**Directions**
**1)** In the article on declaring C string constants, which syntax is said to generate smaller, faster code?
**2)** Please continue the article on declaring C string constants from the point where it stops.

+++ Excerpt +++

Declaring C String Constants The Right Way

C string constants can be declared using either pointer syntax or array syntax:

// Option 1: using pointer syntax.
const char *ptr = "Lorem ipsum";

// Option 2: using array syntax.
const char arr[] = "dolor sit amet";

Is there a difference between the two? And which should you choose?

They are different, and the array syntax (option two) generates smaller, faster code. I’m going to prove this and demonstrate how they’re different, by looking at the x86 generated by GCC and Clang for these two different cases.

To see how they’re different, I’m going to look at a program that uses both forms, which will let us see how the compiler generates code in both cases. Let’s continue this program by defining a bogus method that takes void pointers, and then functions that invoke use the bogus method with the two globals just defined:

// Bogus function, just to see how arguments are passed.
void bogus();

// Invoke bogus using ptr.
void do_ptr() { bogus(&ptr, ptr); }

// Invoke bogus using arr.
void do_arr() { bogus(&arr, arr); }

In case you’re not familiar with how this works: C forward declarations that don’t declare any parameters are implicitly treated as variadic functions. The caller can pass any number of arguments, with any type, to such a function. This is how I’ve defined bogus(), since it ensures that no type conversions will happen. The methods do_ptr() and do_arr() pass the address of their variable as the first parameter to bogus(), and pass the variable by value as the second parameter.

We can’t actually run this code, since bogus() is just a forward declaration. But we can generate object files from this code, which is good enough to understand what the compiler does.

+++ Dataset extract +++

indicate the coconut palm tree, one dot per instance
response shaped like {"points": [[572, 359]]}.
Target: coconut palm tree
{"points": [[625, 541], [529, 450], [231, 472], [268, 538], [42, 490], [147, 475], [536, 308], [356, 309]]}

+++

**The responses**
**1)** The array syntax (option two).

**2)**
A Look At Some Assembly

We can see what code is generated by passing the -S flag to the compiler. Here’s the code generated by GCC 7.1.1, when using gcc -O2 -S:

;; GCC 7.1.1
do_ptr:
        movq    ptr(%rip), %rsi
        movl    $ptr, %edi
        xorl    %eax, %eax
        jmp     bogus

do_arr:
        movl    $arr, %esi
        xorl    %eax, %eax
        movq    %rsi, %rdi
        jmp     bogus

As you can see, the pointer and array versions involve different generated code. If we compile using Clang 3.9.1, with the invocation clang -O2 -S, we get the exact same code for do_ptr(), but slightly different coded for do_arr():

;; Clang 3.9.1
do_ptr:
        movq    ptr(%rip), %rsi
        movl    $ptr, %edi
        xorl    %eax, %eax
        jmp     bogus

do_arr:
        movl    $arr, %edi
        movl    $arr, %esi
        xorl    %eax, %eax
        jmp     bogus

We’ll start with an explanation of do_ptr, which is the same under both compilers. The SysV x86-64 ABI requires that the first argument to a function be passed in %rdi, and the second argument be passed in %rsi. In the code here we’ll see %rdi and %edi used interchangeably, and same with %rsi and %esi; for this purpose we can treat them as the same. The difference is whether we’re referring to the full 64-bit register, or just the lower 32 bits.

Here’s my annotated version of the first two instructions, which are the ones we care about:

;; Code for do_ptr (same in GCC and Clang)

;; Dereference ptr, and copy it to %rsi. This is second parameter, ptr.
movq    ptr(%rip), %rsi

;; Copy the immediate value of ptr to %edi. This is the first parameter, &ptr.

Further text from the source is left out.